## Your task
Write out again only the lines that run from the start of the entries to the line containing "Examine the image above carefully. Where does the green foliage", both included.

## Data shown
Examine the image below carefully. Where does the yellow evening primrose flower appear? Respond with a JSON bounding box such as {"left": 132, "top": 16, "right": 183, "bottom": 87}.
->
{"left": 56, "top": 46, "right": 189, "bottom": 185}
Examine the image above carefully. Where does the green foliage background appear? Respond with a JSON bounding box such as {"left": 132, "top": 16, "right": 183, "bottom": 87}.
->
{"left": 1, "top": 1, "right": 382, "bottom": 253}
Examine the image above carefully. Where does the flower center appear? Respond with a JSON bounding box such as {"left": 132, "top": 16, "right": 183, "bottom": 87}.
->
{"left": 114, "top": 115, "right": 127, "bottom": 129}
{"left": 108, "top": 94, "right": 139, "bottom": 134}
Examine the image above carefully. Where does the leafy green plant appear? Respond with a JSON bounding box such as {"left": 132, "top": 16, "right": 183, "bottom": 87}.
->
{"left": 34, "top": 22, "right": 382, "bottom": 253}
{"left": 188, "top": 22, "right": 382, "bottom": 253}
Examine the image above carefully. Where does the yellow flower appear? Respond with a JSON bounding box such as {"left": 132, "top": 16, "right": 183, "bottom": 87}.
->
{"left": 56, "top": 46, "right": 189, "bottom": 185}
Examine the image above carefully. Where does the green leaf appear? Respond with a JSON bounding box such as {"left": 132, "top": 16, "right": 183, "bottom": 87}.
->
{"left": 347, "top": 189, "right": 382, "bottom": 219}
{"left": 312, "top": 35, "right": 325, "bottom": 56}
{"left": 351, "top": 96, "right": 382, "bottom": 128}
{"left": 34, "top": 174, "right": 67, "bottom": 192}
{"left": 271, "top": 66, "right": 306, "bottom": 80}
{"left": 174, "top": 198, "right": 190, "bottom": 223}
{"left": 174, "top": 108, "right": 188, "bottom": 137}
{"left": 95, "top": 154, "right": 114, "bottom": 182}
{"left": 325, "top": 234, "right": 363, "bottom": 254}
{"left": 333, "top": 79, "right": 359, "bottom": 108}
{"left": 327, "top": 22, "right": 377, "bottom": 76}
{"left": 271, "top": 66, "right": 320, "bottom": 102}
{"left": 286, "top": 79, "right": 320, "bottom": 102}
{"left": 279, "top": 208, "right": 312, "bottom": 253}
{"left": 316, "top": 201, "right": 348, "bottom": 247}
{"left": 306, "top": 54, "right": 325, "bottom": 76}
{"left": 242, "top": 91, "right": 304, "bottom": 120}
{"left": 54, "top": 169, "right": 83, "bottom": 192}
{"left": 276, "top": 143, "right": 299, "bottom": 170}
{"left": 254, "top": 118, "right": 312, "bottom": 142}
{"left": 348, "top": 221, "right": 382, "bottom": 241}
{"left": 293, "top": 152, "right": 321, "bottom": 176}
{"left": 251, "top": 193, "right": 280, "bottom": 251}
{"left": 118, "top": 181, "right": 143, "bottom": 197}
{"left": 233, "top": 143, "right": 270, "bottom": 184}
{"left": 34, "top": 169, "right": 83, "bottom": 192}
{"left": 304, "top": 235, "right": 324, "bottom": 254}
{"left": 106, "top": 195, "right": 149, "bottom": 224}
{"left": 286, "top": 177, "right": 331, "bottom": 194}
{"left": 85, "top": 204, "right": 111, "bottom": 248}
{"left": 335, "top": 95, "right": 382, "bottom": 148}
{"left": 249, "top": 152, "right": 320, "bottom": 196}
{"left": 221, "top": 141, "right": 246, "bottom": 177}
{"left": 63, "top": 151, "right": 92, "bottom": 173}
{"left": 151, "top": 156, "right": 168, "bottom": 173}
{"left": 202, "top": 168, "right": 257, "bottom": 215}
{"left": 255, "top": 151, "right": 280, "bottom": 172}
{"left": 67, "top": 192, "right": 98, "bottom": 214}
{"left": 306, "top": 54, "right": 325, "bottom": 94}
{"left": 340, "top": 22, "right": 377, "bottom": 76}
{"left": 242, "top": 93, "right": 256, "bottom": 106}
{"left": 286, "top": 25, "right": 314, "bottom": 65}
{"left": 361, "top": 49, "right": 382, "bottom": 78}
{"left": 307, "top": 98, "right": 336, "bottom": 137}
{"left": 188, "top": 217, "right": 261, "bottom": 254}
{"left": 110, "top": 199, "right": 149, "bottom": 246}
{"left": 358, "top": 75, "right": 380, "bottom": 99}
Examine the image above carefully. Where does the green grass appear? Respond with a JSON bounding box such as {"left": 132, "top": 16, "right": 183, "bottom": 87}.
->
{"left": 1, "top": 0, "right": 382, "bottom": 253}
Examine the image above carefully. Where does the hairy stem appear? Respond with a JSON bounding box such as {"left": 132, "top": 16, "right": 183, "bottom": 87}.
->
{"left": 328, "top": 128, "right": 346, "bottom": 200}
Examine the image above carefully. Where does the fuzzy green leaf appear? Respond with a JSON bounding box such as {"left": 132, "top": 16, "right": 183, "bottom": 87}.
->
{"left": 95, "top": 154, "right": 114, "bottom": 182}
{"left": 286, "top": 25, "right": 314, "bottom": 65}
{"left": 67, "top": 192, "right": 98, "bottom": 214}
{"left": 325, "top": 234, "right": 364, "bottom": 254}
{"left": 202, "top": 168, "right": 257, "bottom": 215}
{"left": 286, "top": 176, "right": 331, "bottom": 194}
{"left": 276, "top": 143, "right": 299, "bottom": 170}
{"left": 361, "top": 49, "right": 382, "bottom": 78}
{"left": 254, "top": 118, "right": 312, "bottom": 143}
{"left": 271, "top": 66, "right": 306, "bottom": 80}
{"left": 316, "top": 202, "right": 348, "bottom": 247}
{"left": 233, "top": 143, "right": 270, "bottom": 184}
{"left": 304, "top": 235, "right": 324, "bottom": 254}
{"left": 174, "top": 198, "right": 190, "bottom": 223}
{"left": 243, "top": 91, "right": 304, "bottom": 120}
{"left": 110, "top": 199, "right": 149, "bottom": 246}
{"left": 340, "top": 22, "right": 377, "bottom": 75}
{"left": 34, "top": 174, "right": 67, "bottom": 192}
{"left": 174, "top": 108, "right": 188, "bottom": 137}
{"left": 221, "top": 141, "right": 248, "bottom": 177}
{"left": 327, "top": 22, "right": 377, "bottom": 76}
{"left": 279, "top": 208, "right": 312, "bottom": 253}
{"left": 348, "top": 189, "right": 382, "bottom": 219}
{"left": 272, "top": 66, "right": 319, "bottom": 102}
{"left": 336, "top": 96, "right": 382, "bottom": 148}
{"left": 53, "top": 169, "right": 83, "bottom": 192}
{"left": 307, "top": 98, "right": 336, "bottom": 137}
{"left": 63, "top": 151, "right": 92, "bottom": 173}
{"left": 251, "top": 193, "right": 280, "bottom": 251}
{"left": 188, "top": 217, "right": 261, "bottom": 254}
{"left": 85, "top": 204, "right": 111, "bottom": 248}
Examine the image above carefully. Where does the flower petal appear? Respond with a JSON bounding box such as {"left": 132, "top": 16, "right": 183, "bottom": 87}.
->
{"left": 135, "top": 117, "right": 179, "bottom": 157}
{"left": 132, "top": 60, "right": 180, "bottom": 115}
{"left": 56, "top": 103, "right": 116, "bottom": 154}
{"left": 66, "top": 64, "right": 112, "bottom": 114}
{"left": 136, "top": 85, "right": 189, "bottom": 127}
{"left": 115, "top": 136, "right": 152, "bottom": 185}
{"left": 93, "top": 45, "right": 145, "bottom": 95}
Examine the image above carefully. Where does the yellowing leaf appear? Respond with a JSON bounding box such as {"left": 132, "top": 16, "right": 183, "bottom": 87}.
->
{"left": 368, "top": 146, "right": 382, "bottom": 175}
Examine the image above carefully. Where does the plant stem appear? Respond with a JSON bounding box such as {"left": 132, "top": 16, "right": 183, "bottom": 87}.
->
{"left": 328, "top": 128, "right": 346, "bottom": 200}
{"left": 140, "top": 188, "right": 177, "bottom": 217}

## Problem solution
Examine the image below carefully. Where does the yellow evening primrose flower appear? Respond with a JSON bounding box such as {"left": 132, "top": 16, "right": 183, "bottom": 87}.
->
{"left": 56, "top": 46, "right": 189, "bottom": 185}
Examine the image above carefully. Where does the green foliage background appear? Respond with a JSON bounding box such as {"left": 132, "top": 16, "right": 183, "bottom": 87}.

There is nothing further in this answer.